START Text excerpt
The French have a term for this sudden grim apprehension of one’s own mortality: le reveil mortel, they call it, the fatal wake-up call. Mine came when I fell off a horse and hurt myself – not seriously, but badly enough to think that I’d never again inhabit my body with the blithe heedlessness that I had enjoyed until the moment before my fall.
In fact I was mistaken. My battered limbs healed up again as good as new, but in my mind the change was irreversible. I felt middle-aged. And having felt it, began to look around me to see what I could expect.
The answer was disconcerting. It is a truism to say that middle-aged women are invisible. But sometimes it is a shock to discover that truisms are true. All my life I had been accustomed to find myself – or rather, an idealised version of the self I would like to be – reflected in the culture: in magazines, in clothes shops, on television, in literature.
But now when I looked around, my contemporaries were nowhere to be seen. Like the children of Hamelin led away by the Pied Piper, we had all vanished. The only images of middle age that remained seemed like stock figures from the commedia dell’arte.
END Text excerpt
### Assignment
Extend the passage on middle age, picking up right after its final sentence. The data that comes next has no connection to the passage on middle age.
START Entries provided
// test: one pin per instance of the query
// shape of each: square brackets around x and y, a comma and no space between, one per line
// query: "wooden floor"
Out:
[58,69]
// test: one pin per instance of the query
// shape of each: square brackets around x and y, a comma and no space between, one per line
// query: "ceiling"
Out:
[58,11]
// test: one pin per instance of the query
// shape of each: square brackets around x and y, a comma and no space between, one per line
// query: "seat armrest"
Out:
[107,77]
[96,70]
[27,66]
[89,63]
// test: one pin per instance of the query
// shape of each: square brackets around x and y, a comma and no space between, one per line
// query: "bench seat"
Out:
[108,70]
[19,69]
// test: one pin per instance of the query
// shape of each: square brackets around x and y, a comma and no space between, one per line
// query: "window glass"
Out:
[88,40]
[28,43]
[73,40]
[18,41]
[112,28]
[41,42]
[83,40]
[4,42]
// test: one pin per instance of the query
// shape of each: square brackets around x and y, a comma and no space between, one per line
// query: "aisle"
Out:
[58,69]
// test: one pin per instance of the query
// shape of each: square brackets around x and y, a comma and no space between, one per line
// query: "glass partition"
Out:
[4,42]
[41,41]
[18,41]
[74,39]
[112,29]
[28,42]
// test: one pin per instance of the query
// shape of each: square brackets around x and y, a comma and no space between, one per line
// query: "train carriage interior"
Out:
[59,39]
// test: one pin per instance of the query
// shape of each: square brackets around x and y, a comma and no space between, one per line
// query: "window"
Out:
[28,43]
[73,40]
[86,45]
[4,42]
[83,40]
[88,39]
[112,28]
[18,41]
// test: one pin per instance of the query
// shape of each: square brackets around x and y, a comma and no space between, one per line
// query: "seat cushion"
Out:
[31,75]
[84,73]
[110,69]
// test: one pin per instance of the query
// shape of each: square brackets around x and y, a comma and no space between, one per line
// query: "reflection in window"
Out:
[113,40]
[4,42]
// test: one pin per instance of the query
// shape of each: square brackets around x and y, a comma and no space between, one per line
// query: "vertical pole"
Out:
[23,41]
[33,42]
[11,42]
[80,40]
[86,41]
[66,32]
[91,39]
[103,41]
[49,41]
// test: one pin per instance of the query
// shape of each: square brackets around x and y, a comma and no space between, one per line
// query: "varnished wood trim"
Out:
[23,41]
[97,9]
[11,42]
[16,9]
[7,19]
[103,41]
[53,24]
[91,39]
END Entries provided
### Output for this task
In newspapers, middle-aged celebrities were jeered at for looking old, or mocked for trying to look younger. Their sex lives and bodies were discussed with fascinated revulsion. On the television, middle-aged women humbly offered themselves as the subjects of make-over shows, often with startling – not to say alarming – results. The alternative voice of middle age was represented by television’s Grumpy Old Women who, in the comic guise of telling middle age like it really is – sluttish, surly, rueful, defeated – ably reinforced the grotesque caricature.
Having spent almost 50 years of my life not being a caricature, I didn’t see why I should start now. Literature before the 20th century is full of middle-aged women. Some are attractive, interesting and seductive; some are ugly and boring – just like the rest of the human race, in fact. Not until the mid-20th century, when HRT turned the menopause into a curable disease, do the resonant narratives of middle age, with their distinctive mixture of joy and melancholy, coarsen into caricature or vanish altogether.
I wondered if there might be an alternative to the sparse range of roles I was apparently being invited to inhabit for the rest of my life. Batty old dear, feisty crone, faux gamine – what women of 20 or 30 could imagine settling for such an impoverished version of herself in later life?
And so I began to think about what was happening to me; what had already happened in my life, and what might become of me in the future. And after thinking for a while, I began to write. When I started my book, I thought that a steady nerve and a good haircut would be sufficient protection against most of the challenges of middle age. Five years later, I know better. The experience has proved harder and more painful than I imagined: more full of confusion and loss (and I am still in the middle of it, so who knows what further surprises may yet be to come).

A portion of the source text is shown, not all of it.